> **Work task 1**
Answer these questions using the passage on veterinary care for cats:
(a) How often should a vet check a cat over?
(b) What condition does feline chlamydophila cause?
(c) To whom might a vet refer a cat with behaviour changes?
> **Work task 2**
List every disease that, according to the passage on veterinary care for cats, the yearly vaccinations protect against.
> **Work task 3**
Carry on the passage about veterinary care for cats from its final sentence.

> **Document passage**
::::::

In addition to examining your cat regularly at home for early signs of illness, it's also a good idea to take him or her to the vet for an annual wellness check up. This can be crucial when it comes to detecting subtle changes in your pet's health, especially important for a species likely to hide illness until it becomes severe.
Your vet will want to check your cat over thoroughly at least once a year, more frequently if your cat is older or has special medical needs. Regular check ups are important to keep your cat healthy and prevent certain diseases. Your vet will check your cat over, including listening to his/her heart and lungs, palpating his/her abdomen, checking for skin/coat problems and checking eyes and ears for example.
Yearly vaccinations are important for disease prevention and include vaccination against cat flu (feline herpes virus, calici virus), feline enteritis (feline parvovirus), feline leukaemia virus and feline chlamydophila (a bacteria causing conjunctivitis). Rabies vaccination will be required if you plan to take your cat out of the UK as part of the ‘Pet Passport’ scheme.
Fleas, ticks and worms
Another subject you should discuss with your vet is the control of fleas and ticks. Remember that fleas, or at least their larvae, can live year-round in your home and garden and ticks can transmit nasty diseases. Vets can advise on tape and roundworm prevention too.
If you do not plan to breed from your cat neutering is recommended to prevent unwanted kittens, as well as health problems including some types of cancer and some infectious diseases. If you have a new kitten; talk to your vet about the best time for neutering and if you have adopted an un-neutered cat discuss neutering as soon as possible, as well as an appropriate diet for the neutered cat to avoid unwanted weight gain.
Changes in behaviour or problem behaviours such as inappropriate urination can indicate an underlying disease or behavioural problem so discuss with your vet, who may recommend your cat is referred to a trained behaviourist.

::::::

> **Records from a collection**
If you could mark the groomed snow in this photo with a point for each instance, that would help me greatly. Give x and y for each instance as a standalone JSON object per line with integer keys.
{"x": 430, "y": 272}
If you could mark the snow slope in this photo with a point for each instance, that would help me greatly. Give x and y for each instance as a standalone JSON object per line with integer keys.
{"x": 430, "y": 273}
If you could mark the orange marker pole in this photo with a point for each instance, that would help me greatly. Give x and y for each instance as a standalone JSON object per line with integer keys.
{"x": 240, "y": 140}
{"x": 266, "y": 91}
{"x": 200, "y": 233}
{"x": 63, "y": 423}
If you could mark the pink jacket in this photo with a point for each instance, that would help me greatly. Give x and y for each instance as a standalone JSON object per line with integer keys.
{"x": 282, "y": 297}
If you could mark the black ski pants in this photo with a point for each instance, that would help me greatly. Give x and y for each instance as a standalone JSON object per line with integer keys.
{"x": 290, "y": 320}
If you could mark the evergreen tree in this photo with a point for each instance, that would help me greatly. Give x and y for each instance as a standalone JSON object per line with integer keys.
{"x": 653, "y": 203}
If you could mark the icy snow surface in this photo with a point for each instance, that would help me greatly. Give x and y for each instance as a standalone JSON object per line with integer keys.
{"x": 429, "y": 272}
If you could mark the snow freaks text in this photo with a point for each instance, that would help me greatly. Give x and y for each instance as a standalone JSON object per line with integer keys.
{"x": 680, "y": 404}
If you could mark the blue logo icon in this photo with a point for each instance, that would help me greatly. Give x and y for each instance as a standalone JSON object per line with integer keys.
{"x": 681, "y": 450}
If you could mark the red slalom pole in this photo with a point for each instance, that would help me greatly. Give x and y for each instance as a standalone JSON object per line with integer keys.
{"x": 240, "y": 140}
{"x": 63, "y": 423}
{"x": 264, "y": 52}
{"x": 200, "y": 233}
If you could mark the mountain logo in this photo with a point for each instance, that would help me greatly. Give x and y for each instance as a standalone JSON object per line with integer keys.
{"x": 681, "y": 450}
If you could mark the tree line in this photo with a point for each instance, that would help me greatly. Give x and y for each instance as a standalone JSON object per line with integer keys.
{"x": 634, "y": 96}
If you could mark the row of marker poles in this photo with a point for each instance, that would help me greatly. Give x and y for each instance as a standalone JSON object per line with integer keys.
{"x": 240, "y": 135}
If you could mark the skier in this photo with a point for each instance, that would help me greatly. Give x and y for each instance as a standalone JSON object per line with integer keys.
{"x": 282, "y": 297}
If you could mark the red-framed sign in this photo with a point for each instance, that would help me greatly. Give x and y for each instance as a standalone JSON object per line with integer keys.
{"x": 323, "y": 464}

::::::

> **Task output 1**
(a) At least once a year, and more frequently if the cat is older or has special medical needs.
(b) Conjunctivitis.
(c) A trained behaviourist.

> **Task output 2**
- Cat flu (feline herpes virus, calici virus)
- Feline enteritis (feline parvovirus)
- Feline leukaemia virus
- Feline chlamydophila

> **Task output 3**
Cats rarely show their owners signs of a dental problem so it is important the vet checks his/her teeth. Dental disease is common in cats, especially as they get older and can be very painful and require dental procedures to be performed. Home care can also be discussed as, with training, cats will allow their owners to clean their teeth.
Weight and body condition
Obesity is a common problem in cats so take this opportunity to weigh your cat and discuss his/her body condition. You can discuss a diet plan and ways to increase your cat’s activity or perhaps join a weight loss scheme run by your veterinary practice, if available. Equally if your cat has lost weight since he/she was last weighed this could be a sign of a health problem.
If your cat is getting older, more regular check ups are recommended. This should include measurement of blood pressure if indicated. You can talk about any problems you have noticed, however small with your vet. Discuss food and water intake, activity level and any other concerns. Just like people, senior cats may suffer from various organ system problems, osteoarthritis, loss of vision or hearing, and even memory loss or dementia. Cats are very good at hiding signs of disease so your vet can advise you what to look out for. Luckily, many problems can be successfully managed with medication or simple changes to their lifestyle.